begin The input

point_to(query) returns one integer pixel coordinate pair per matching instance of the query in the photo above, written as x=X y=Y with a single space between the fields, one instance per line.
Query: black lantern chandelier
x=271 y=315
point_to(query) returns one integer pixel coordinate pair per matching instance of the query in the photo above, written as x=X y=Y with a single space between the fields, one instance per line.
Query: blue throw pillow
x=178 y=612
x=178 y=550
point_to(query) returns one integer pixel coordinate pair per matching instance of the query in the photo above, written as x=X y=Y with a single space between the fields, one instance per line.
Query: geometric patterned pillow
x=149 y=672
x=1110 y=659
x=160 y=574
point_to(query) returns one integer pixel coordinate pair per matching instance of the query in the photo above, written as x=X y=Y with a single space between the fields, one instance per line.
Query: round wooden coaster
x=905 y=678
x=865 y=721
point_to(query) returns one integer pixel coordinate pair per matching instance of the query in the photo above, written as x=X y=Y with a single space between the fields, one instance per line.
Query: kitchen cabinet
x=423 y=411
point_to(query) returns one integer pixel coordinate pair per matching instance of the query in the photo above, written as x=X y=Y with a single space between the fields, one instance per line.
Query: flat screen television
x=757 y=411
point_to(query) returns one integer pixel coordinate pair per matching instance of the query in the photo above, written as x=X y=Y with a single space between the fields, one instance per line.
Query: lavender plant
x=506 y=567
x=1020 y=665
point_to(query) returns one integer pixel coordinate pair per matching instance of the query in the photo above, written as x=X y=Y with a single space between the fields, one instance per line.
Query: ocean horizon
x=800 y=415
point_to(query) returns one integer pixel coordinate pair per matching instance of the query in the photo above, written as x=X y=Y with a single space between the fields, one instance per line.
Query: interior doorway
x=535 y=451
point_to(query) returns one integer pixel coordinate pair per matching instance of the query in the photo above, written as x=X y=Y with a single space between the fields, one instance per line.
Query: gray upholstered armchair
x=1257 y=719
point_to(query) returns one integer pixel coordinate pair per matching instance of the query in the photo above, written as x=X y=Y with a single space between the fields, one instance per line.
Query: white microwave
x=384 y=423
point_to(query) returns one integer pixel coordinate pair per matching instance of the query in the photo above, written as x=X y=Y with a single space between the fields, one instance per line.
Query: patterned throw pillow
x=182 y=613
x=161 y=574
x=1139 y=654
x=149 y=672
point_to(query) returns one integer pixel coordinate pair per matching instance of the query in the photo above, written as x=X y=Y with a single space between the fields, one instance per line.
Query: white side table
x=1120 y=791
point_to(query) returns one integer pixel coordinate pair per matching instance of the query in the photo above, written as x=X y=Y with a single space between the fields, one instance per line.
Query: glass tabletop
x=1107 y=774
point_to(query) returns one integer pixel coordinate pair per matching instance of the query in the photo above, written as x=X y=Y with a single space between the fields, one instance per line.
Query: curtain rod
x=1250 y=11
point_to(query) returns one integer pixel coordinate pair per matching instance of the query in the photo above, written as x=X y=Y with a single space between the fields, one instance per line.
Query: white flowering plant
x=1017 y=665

end The input

Task statement> Reproduce all of the data above word for word, line by line, with nothing changed, added, or left out.

The answer>
point_to(query) returns one integer pixel coordinate pair per matching instance of the query in the photo above, written as x=X y=Y with a single space between the fields, one instance per line.
Query: black lantern chandelier
x=271 y=315
point_to(query) returns one integer pixel coordinate pair per matching instance of the query in the photo above, written as x=X y=Y with a single space between the fields, one instance per line.
Query: blue throw pillow
x=178 y=612
x=178 y=550
point_to(query) returns one integer pixel coordinate pair per matching instance of the query in the photo above, written as x=X y=Y with a single space between the fields, one instance per line.
Query: geometric patterned pillow
x=149 y=672
x=1110 y=659
x=160 y=574
point_to(query) returns one integer pixel coordinate pair per matching instance of the query in the photo above, written as x=X y=Y with a single space between the fields, one instance per line.
Query: round wooden coaster
x=905 y=678
x=865 y=721
point_to(query) returns one integer pixel coordinate pair per matching instance of the query in the photo above, written as x=X y=Y with a single space between the fields, one instance per line.
Query: kitchen cabinet
x=423 y=411
point_to(query) returns one integer pixel coordinate pair per matching instance of the query in the photo above, written as x=X y=Y with a single space between the fields, one instance per line.
Query: flat screen television
x=757 y=411
point_to(query) returns one integer pixel coordinate pair per matching instance of the query in the photo above, written as x=X y=Y with a single space between the fields, one instance per line.
Query: lavender plant
x=506 y=567
x=1020 y=665
point_to(query) returns one integer pixel coordinate pair per matching instance of the query in the photo above, written as x=X y=Y with a single space between the fields, one instance per line.
Query: ocean horizon
x=800 y=415
point_to(query) returns one integer pixel coordinate pair per matching instance of the query in the photo above, written as x=X y=Y with a single space between the fields, one instance per line.
Query: interior doorway
x=535 y=451
point_to(query) returns one integer pixel coordinate pair per matching instance of the query in the photo above, written as x=X y=Y with a single space between the fields, one instance per line.
Query: gray upholstered armchair
x=1257 y=719
point_to(query) returns one integer pixel coordinate pair per matching instance of the query in the photo above, written as x=X y=Y with a single space between the fields, one instance per line.
Query: white microwave
x=384 y=423
point_to(query) returns one integer pixel coordinate pair per matching instance of the query in the photo above, written as x=X y=Y with a single space between the fields, one instance per line.
Query: patterned throw pillow
x=182 y=613
x=161 y=574
x=1139 y=654
x=149 y=672
point_to(query) returns one integer pixel coordinate pair per matching instance of the query in the photo above, written as x=X y=Y with a single space between the fields, one instance per line.
Query: white side table
x=1120 y=791
point_to(query) returns one integer pixel coordinate pair per matching instance of the query in the photo above, written as x=X y=Y with a single space between the fields, one instance per line.
Query: glass tabletop
x=1107 y=774
point_to(query) returns one integer pixel coordinate pair per matching instance of the query in the photo above, written as x=X y=Y with a single space between the fields, one instance per line.
Query: curtain rod
x=1250 y=11
point_to(query) returns one integer pixel coordinate pair per matching instance of the query in the photo above, written as x=X y=Y with a single space between the fields, one instance per line.
Query: white flowering plant
x=1017 y=665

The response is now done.